WHAT YOU HAVE TO DO:
Count the lines in the listing below that contain the string "plant", matching case exactly. Reply with the number alone.

◆ ◆ ◆ ◆ ◆

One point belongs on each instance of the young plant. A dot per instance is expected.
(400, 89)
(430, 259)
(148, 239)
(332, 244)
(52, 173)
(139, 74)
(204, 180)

◆ ◆ ◆ ◆ ◆

FINISHED ANSWER:
1